── Recorded information ──

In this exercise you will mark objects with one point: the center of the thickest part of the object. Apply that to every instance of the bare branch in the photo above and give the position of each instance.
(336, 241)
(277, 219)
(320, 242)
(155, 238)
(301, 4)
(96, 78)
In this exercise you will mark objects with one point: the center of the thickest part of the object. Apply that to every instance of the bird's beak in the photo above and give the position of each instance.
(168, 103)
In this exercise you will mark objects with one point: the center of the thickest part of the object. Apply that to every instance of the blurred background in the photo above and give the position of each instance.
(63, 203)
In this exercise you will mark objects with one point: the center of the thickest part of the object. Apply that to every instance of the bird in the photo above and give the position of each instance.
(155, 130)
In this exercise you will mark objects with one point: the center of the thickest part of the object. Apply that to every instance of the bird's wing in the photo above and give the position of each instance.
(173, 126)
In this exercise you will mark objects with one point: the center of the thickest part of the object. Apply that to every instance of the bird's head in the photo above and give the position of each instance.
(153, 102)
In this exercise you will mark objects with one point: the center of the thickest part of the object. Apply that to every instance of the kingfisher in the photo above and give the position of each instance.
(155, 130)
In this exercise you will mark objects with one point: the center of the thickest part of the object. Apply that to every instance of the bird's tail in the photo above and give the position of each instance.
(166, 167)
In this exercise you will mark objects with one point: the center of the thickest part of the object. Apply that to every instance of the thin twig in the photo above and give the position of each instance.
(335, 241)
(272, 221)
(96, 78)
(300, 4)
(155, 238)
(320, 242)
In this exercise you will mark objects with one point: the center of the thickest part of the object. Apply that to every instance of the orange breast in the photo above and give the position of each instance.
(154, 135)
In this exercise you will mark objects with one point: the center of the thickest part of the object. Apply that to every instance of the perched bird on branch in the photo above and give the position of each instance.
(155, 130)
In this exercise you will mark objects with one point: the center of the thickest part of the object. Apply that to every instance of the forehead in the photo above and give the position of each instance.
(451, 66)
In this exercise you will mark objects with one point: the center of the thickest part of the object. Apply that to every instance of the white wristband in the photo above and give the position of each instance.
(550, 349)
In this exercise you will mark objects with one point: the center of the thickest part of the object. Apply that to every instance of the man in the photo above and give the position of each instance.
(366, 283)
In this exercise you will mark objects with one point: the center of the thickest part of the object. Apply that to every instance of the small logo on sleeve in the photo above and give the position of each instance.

───

• [What is expected]
Copy out every line of the listing above, word for word and in the same order.

• [Result below]
In this exercise you will mark objects with one point: the center of the thickest part of the object. Apply that to every instance of the bare branch in the photo above and give the position of each instance.
(336, 241)
(277, 219)
(320, 242)
(155, 238)
(301, 4)
(96, 78)
In this exercise you will mark objects with one point: the center of the thickest part of the object. Apply that to every instance of the bird's beak in the photo above and give the position of each instance.
(168, 103)
In this exercise you will mark objects with one point: the center of the thickest part of the object. Apply that to every instance of the blurred background in the photo above and give the position of each instance.
(63, 203)
In this exercise you will mark objects with one point: the center of the thickest part of the object. Apply that to every instance of the bird in the photo above and give the position of each instance.
(155, 130)
In this exercise you will mark objects with one point: the center of the thickest part of the object. Apply that to every instance of the bird's wing in the photo above and give the position of each instance.
(173, 126)
In this exercise you will mark objects with one point: the center of the thickest part of the object. Apply that to every instance of the bird's head in the photo above and give the position of each instance.
(153, 102)
In this exercise you will mark objects with one point: the center of the thickest part of the object. Apply that to every instance of the kingfisher in the photo above and give the position of each instance.
(155, 130)
In this exercise you will mark objects with one point: the center of the thickest part of the object. Apply that to every instance of the bird's tail in the photo above and give the position of each instance.
(166, 167)
In this exercise you will mark objects with one point: the center of the thickest part of the object. Apply that to every instance of the thin twig in the photo above and give the position of each instance.
(335, 241)
(272, 221)
(96, 78)
(300, 4)
(155, 238)
(320, 242)
In this exercise you will mark objects with one point: the center of the thickest part of the object. Apply that to every instance of the orange breast in the photo above and give the position of each instance.
(154, 135)
In this exercise you will mark objects with one point: the center of the thickest part of the object. Apply that to every instance of the perched bird on branch in the photo above and give the position of each instance.
(155, 130)
In this exercise you will mark objects with one point: the center of the thickest part of the object. Apply that to every instance of the forehead in the photo above and give the position of each instance.
(451, 66)
In this exercise you will mark objects with one point: the center of the thickest part of the object. Apply that to every instance of the white wristband in the photo above and give the position of each instance.
(550, 349)
In this exercise you will mark objects with one point: the center of the thickest part of the object. Apply that to every instance of the man in the photo above and give the position of each instance.
(366, 283)
In this exercise you will mark objects with one point: the center of the thickest part of the object. Apply that to every instance of the small logo on sleeve in the photo above and give the position of each instance.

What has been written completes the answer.